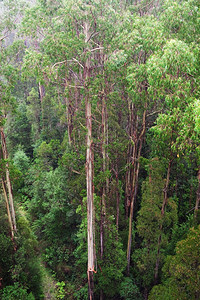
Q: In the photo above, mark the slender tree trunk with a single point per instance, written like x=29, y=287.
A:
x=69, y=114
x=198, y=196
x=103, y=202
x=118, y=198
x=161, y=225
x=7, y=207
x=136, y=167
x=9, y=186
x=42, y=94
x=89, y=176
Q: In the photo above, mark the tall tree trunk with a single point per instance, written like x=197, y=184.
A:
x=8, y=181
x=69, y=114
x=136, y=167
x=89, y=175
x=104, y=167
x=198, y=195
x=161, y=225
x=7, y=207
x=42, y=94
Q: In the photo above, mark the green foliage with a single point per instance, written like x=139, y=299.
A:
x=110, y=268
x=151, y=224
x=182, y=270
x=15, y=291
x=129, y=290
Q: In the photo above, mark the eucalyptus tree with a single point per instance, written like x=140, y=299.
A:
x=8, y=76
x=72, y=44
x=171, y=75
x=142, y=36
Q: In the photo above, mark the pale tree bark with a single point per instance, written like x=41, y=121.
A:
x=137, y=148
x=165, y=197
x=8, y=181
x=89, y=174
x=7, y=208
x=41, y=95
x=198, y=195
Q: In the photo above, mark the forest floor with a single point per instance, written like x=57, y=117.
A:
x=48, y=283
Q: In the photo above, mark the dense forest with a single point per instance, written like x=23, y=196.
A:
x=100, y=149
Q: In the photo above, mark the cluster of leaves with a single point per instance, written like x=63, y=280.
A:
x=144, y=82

· · ·

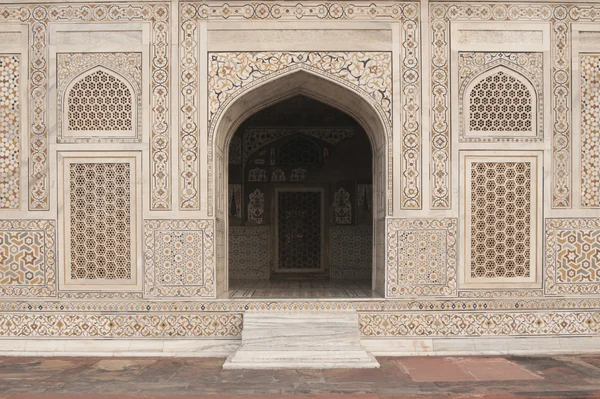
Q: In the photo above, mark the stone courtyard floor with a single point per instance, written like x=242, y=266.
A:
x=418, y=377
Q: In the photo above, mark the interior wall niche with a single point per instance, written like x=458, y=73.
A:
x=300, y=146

· · ·

- Task to carry out
Copy the lines from the one holding "Q: In the photo above, mark the green" through the one holding "x=142, y=36", inclusive, renaming "eucalyptus tree" as "gum tree" and leaving everything else unchanged.

- Reply
Q: In the photo above, mark the green foliage with a single point per instance, written like x=139, y=299.
A:
x=110, y=268
x=151, y=224
x=182, y=270
x=15, y=291
x=129, y=290
Q: In the photo above, mark the gum tree with a single point per instance, written like x=140, y=299.
A:
x=8, y=76
x=72, y=44
x=171, y=75
x=142, y=36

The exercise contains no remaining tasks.